Задание 1:
Собери из записей ниже все строки, где встречается слово «stadium», и перепиши каждую без изменений.
+++
Теперь ему всюду чудилось недоверие.
Выход в море совпал с награждением корабля орденом Красного Знамени, и
экипаж был настроен по-боевому. Мечтали в новом походе завоевать
гвардейское звание. Но поход не оправдал надежд. Нельзя сказать, что
надежд не оправдали подводники, поход этот не увеличил боевой счет "С-13",
но принес свою пользу, даже после 9 мая лодка оставалась на позиции,
выполняя ту самую незаметную, но необходимую работу, какой в преддверии
войны занимался Маринеско на "малютке". А по своей напряженности этот
поход не уступал предыдущим. Лодка ни разу не вышла в торпедную атаку, но
по количеству атак, которым подвергалась она сама, можно понять, что
пришлось испытать экипажу. За десять дней, с 25 апреля по 5 мая, подводная
лодка "С-13" уклонилась в общем и целом от четырнадцати выпущенных по ней
торпед. Трудно предположить, что под конец войны немецкие подводники
разучились стрелять: четырнадцатью торпедами можно потопить целую эскадру,
и если ни одна из них не попала в "С-13", то этого никак не объяснить
везением. Гораздо правдоподобнее самое простое объяснение - сказались
бдительность и отличная выучка экипажа.
Почему в этом последнем походе "С-13" ни разу не вышла в атаку? Об этом
пусть судят специалисты. Сам Александр Иванович от ответа на этот вопрос
уклонялся. Нетрудно понять, почему. Как сложились отношения между ним и
ныне покойным контр-адмиралом, мы не знаем и никогда не узнаем, все споры,
а они несомненно были, происходили с глазу на глаз в командирском отсеке,
при задраенных переборках, и до экипажа доносились только слабые отзвуки.
+++
Задание 2:
Пожалуйста, повтори дословно участок отрывка выше о последнем походе «С-13» от слов «Почему в этом» до слов «только слабые отзвуки.» включительно.

Исходные данные:
+++
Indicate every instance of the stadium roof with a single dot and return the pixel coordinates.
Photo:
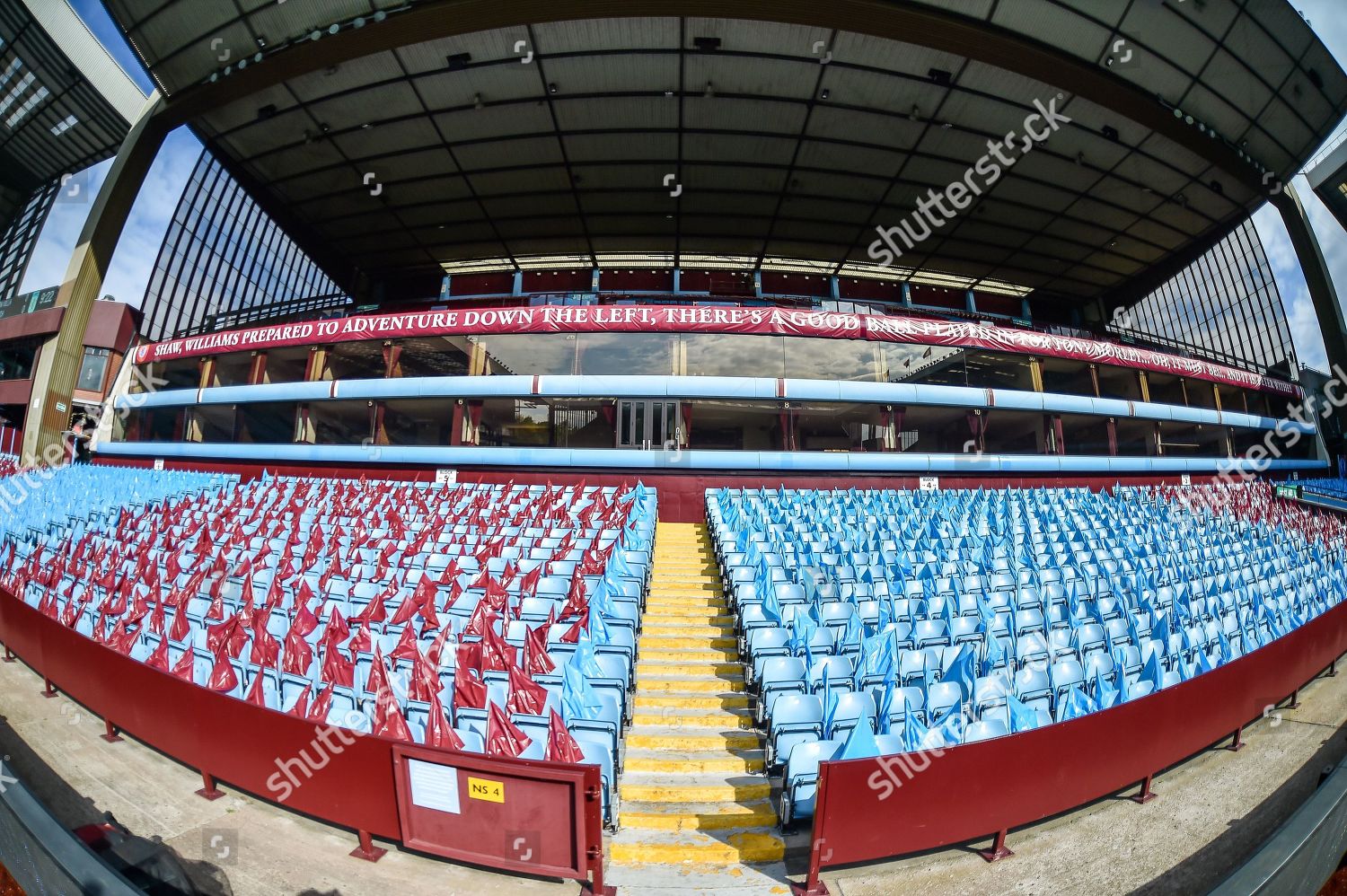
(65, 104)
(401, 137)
+++
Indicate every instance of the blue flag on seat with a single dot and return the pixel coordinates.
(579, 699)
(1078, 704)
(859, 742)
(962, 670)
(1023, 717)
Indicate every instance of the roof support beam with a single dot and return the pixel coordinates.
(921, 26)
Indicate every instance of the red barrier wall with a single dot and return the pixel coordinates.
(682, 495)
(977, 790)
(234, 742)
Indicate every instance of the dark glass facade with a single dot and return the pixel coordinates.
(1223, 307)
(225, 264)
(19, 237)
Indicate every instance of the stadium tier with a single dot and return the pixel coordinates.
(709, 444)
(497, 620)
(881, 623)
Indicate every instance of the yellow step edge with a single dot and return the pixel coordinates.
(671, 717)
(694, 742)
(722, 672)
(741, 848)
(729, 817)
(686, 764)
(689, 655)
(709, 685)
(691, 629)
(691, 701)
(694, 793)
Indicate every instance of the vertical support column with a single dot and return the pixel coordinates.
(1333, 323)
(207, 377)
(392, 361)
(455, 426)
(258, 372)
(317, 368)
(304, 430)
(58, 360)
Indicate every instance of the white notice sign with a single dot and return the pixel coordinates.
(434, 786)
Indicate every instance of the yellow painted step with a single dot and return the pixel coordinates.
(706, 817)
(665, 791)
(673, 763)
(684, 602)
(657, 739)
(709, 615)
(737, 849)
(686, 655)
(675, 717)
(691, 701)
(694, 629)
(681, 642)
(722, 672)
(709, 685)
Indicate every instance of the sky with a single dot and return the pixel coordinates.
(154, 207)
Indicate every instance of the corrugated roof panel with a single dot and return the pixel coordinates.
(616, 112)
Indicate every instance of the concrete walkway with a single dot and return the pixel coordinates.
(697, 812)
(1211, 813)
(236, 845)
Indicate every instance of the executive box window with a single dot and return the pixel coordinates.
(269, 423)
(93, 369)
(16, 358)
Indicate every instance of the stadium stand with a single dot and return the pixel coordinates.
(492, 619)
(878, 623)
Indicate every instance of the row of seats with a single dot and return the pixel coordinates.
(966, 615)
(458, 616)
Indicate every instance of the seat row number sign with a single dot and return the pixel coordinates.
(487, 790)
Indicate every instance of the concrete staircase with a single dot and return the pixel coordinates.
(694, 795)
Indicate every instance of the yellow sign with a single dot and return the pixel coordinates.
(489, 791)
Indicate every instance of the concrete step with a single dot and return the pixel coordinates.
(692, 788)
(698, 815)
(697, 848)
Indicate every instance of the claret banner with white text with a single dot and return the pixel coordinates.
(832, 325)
+++
Полный ответ 1:
Indicate every instance of the stadium roof with a single dot and return the pixel coordinates.
Indicate every instance of the stadium tier with a single dot and return the pixel coordinates.
Indicate every instance of the stadium stand with a single dot and return the pixel coordinates.

Полный ответ 2:
Почему в этом последнем походе "С-13" ни разу не вышла в атаку? Об этом
пусть судят специалисты. Сам Александр Иванович от ответа на этот вопрос
уклонялся. Нетрудно понять, почему. Как сложились отношения между ним и
ныне покойным контр-адмиралом, мы не знаем и никогда не узнаем, все споры,
а они несомненно были, происходили с глазу на глаз в командирском отсеке,
при задраенных переборках, и до экипажа доносились только слабые отзвуки.